> **Exercise directions**: Lines containing "person" should be pulled from the material below.

> **Records**:
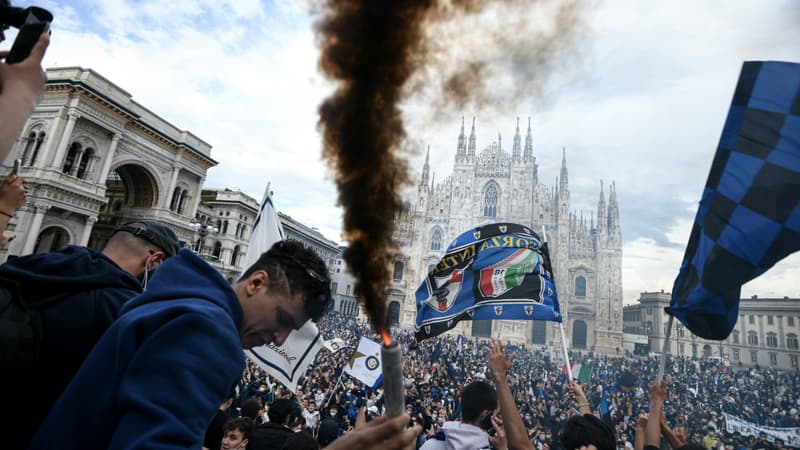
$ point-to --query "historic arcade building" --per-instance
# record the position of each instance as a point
(494, 185)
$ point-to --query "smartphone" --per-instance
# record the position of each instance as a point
(37, 23)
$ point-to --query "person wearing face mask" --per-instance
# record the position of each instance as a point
(80, 293)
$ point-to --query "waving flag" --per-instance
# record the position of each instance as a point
(365, 363)
(749, 214)
(288, 362)
(497, 271)
(334, 345)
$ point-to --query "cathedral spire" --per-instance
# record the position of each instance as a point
(425, 169)
(461, 151)
(471, 149)
(613, 208)
(602, 219)
(528, 142)
(564, 186)
(516, 151)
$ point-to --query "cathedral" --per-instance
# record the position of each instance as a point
(494, 185)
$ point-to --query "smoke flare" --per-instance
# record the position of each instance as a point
(382, 52)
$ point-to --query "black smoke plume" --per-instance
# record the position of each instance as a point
(381, 52)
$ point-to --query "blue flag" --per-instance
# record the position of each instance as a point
(437, 351)
(604, 407)
(497, 271)
(749, 213)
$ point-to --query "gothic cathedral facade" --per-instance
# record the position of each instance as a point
(495, 186)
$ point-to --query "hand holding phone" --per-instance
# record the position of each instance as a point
(36, 23)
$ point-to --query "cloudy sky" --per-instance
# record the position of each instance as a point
(640, 98)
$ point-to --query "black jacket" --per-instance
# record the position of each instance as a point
(269, 436)
(88, 290)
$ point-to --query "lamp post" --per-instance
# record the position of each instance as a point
(203, 227)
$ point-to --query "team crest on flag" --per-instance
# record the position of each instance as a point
(497, 271)
(446, 290)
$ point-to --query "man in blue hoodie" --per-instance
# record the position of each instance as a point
(81, 292)
(157, 376)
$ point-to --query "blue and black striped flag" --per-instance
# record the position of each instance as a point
(749, 214)
(497, 271)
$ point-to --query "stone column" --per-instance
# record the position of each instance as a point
(87, 230)
(63, 143)
(112, 149)
(89, 175)
(173, 181)
(193, 210)
(73, 171)
(36, 225)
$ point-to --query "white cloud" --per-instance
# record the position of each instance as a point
(644, 106)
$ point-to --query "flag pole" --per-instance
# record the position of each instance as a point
(664, 351)
(560, 324)
(333, 390)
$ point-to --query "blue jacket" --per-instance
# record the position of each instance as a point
(158, 375)
(85, 292)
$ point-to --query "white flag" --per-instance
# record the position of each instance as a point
(288, 362)
(334, 345)
(365, 363)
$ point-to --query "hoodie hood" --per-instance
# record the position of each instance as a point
(187, 276)
(463, 436)
(66, 272)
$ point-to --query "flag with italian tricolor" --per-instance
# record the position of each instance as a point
(499, 271)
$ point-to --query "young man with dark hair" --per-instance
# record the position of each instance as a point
(189, 319)
(159, 373)
(274, 433)
(236, 433)
(478, 403)
(76, 294)
(587, 429)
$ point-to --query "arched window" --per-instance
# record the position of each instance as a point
(235, 255)
(481, 328)
(580, 287)
(791, 341)
(539, 332)
(490, 201)
(176, 197)
(85, 164)
(71, 159)
(772, 340)
(182, 201)
(398, 271)
(37, 147)
(436, 240)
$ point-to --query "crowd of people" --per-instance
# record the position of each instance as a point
(438, 369)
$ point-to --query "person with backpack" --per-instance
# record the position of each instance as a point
(55, 306)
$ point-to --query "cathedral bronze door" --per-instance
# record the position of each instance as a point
(579, 334)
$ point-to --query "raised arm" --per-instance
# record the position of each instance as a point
(516, 434)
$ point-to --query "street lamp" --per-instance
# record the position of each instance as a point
(203, 227)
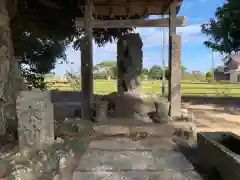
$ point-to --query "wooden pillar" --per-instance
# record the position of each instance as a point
(87, 63)
(174, 83)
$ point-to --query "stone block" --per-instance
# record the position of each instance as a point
(220, 151)
(64, 110)
(35, 118)
(101, 108)
(155, 160)
(175, 81)
(161, 175)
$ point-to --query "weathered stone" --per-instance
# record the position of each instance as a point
(2, 117)
(220, 150)
(175, 81)
(35, 116)
(24, 154)
(161, 175)
(4, 167)
(147, 144)
(158, 159)
(186, 130)
(129, 63)
(101, 108)
(64, 110)
(67, 163)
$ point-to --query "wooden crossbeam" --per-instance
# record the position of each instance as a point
(163, 22)
(134, 4)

> **Answer for the task**:
$ point-to --query "person wearing face mask" --per-instance
$ point-to --query "person with backpack" --per-instance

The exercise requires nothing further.